The English Premier League has announced an extension of its blanket broadcast rules that will see all matches continue to be available for broadcast through to the end of October, but with the controversial addition of pay-per-view for the first time in the league’s history.

With fans not able to be in grounds for the start of the season, the EPL made all matches in September available to viewers across Sky Sports, BT Sport, Amazon Prime and the BBC.

Hopes of reverting back to something approaching normality were squashed when the government announced further restrictions and delays to trials which would allow fans to be back in grounds.

In response, the EPL has announced ‘interim’ measures to continue broadcasting all matches, but peeling back the amount of coverage on traditional TV.

Five games per match day (games which typically would not have been broadcast) will be shifted to PPV, via Sky Sports Box Office and BT Sport Box Office, with interested viewers expected to pay £14.95 per match. The league has clarified that, beyond production, all money generated from the PPV sales will go back into the pocket of the clubs which are facing a shortfall of £100 million for every month without fans.

The move has been met with significant backlash from fans and pundits, many of whom are accusing the league of greed amid an economic crisis and a healthcare pandemic.

For example, Alex Hurst, the chair of Newcastle United’s Supporters Trust said: “The idea that Premier League clubs need to implement PPV because of economic needs would carry more weight if they hadn’t just spent £1 billion on players, furloughed staff, received government loans, weren’t charging fans for games they aren’t going to and hadn’t just made thousands of staff redundant.”

Shortly after this announcement was made, reports emerged that a proposal dubbed Project Big Picture had been proposed by Liverpool and Manchester United. The proposal would see the country’s biggest clubs given greater power over decision making, a reduced league size, and more funding provided from the EPL to the English Football League.

EFL chairman Rick Parry, has called it “a great idea”, but the EPL itself has condemned the idea. A statement from the EPL said that the proposals put forward by the plan “could have a damaging impact on the whole game.”

_List of tasks:_
[1] Answer these questions using the article on the Premier League's broadcast plans.
(a) Which broadcasters made September matches available to viewers?
(b) How much are viewers expected to pay for each pay-per-view match?
(c) Which clubs proposed Project Big Picture?
[2] Rewrite the part of the article on the Premier League's broadcast plans that opens with "In response, the" and closes with "on traditional TV.", replacing "traditional TV" with "conventional television".

_Data to examine:_
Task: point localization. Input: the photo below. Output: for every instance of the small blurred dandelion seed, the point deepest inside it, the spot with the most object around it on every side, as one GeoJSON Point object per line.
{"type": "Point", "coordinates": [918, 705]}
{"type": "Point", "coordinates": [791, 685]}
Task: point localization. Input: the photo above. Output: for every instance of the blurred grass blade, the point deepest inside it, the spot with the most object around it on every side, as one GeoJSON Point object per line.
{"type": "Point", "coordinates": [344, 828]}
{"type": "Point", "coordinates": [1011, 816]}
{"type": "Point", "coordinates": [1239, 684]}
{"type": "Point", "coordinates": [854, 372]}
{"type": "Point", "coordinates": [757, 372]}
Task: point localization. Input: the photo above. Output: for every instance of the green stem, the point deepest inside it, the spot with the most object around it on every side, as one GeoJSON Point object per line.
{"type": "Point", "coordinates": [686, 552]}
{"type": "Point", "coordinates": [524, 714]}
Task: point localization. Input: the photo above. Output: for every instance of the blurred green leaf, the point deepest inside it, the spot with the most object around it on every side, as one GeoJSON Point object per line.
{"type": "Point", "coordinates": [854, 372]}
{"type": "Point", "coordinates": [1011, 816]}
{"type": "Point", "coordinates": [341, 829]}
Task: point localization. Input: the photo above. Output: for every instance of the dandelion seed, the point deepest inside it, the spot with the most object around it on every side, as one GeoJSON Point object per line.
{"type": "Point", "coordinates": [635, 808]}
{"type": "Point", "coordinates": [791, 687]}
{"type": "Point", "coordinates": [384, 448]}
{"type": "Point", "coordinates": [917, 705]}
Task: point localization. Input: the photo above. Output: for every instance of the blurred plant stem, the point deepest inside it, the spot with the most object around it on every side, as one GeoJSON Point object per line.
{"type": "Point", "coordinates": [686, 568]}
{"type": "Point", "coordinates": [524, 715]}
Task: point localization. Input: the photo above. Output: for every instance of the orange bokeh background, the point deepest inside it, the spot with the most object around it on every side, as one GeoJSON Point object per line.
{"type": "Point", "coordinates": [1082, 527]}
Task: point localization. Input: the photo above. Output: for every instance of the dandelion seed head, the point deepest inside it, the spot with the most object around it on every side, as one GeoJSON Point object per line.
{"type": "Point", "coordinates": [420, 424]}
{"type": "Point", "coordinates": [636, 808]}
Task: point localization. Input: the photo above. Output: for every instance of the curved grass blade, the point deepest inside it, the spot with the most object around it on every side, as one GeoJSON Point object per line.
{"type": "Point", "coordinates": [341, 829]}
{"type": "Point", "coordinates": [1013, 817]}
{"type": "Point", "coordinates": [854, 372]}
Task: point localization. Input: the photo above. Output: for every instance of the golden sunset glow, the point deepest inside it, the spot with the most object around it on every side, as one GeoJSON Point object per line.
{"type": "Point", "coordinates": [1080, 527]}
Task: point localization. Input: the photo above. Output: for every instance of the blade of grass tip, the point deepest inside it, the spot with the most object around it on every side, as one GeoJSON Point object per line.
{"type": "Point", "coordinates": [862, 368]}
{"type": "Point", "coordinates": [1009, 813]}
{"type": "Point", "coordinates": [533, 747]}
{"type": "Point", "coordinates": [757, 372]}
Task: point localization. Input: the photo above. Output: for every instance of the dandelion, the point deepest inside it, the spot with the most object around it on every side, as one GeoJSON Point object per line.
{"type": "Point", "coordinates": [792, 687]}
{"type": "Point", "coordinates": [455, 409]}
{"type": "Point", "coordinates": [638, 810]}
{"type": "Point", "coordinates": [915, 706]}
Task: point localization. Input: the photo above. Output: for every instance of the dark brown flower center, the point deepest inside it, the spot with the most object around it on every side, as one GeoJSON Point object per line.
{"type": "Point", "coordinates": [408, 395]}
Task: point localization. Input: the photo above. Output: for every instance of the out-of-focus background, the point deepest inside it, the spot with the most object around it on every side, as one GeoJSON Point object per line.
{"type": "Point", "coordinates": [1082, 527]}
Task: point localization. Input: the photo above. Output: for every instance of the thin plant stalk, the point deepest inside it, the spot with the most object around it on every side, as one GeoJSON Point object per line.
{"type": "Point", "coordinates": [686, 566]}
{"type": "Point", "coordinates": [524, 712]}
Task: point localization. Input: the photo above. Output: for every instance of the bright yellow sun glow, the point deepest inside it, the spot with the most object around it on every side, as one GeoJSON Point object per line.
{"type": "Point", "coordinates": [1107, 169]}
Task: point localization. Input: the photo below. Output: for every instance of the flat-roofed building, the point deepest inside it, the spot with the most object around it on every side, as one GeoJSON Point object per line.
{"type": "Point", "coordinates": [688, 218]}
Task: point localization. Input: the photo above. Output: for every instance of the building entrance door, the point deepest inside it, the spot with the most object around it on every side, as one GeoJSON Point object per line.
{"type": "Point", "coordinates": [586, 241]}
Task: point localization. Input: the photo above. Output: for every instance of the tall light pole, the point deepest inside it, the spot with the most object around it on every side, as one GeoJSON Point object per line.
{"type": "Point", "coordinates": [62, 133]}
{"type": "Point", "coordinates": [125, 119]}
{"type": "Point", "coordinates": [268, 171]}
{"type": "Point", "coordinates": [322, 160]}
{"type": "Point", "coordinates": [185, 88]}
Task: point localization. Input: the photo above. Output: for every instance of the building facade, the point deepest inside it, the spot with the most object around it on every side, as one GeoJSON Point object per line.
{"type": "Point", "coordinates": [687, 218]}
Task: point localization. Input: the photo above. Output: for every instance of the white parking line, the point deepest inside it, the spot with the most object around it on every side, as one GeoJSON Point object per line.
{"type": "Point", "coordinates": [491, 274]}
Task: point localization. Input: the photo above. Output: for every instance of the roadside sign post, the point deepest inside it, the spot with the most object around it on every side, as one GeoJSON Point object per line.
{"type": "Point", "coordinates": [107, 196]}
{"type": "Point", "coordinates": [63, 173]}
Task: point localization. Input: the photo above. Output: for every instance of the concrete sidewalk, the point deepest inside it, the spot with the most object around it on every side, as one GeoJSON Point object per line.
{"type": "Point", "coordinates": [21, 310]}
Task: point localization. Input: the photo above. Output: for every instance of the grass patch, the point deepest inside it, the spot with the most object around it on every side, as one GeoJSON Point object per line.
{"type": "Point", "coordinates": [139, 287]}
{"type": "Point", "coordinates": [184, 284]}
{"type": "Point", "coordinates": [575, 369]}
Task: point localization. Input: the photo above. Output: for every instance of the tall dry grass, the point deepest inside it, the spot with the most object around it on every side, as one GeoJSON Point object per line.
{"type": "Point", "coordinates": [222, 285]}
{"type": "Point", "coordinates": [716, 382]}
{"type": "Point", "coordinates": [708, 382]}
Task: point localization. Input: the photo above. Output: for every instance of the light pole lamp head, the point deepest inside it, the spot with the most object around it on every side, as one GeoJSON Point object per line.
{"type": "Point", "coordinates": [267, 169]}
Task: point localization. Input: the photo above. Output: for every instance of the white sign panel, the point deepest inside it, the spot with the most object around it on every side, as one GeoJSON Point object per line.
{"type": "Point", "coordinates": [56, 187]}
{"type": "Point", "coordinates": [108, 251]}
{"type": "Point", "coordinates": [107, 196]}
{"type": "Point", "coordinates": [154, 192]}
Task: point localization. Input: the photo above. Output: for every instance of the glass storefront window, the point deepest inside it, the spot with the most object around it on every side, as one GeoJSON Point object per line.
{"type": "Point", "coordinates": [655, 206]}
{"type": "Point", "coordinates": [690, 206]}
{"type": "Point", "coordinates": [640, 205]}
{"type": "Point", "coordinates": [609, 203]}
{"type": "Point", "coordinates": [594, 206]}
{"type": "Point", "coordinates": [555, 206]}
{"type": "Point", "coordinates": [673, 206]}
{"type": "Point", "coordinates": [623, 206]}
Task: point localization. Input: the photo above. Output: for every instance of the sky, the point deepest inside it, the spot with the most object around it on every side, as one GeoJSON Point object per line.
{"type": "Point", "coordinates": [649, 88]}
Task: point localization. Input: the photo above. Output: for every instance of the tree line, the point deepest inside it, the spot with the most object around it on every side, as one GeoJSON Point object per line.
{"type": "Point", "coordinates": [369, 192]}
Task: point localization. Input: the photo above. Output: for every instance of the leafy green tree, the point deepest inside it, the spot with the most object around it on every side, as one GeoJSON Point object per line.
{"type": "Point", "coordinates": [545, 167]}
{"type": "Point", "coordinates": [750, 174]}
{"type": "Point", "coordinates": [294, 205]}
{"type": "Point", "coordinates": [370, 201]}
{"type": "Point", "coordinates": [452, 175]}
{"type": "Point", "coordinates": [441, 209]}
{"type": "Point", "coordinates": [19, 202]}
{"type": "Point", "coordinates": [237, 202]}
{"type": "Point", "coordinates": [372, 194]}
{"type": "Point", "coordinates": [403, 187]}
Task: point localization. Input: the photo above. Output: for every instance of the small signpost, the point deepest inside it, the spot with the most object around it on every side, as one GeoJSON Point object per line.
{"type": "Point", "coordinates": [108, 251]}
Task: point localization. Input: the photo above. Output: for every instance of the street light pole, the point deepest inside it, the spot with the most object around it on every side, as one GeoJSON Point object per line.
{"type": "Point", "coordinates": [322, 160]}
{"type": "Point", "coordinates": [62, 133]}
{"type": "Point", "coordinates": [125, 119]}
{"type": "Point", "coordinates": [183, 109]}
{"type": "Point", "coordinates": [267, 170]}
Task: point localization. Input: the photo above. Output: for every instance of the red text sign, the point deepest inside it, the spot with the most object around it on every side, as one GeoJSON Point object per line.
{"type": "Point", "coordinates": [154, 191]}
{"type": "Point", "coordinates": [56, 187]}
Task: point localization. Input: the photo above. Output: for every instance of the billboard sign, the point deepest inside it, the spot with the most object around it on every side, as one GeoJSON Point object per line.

_Task-by-task answers:_
[1]
(a) Sky Sports, BT Sport, Amazon Prime and the BBC.
(b) £14.95.
(c) Liverpool and Manchester United.

[2]
In response, the EPL has announced ‘interim’ measures to continue broadcasting all matches, but peeling back the amount of coverage on conventional television.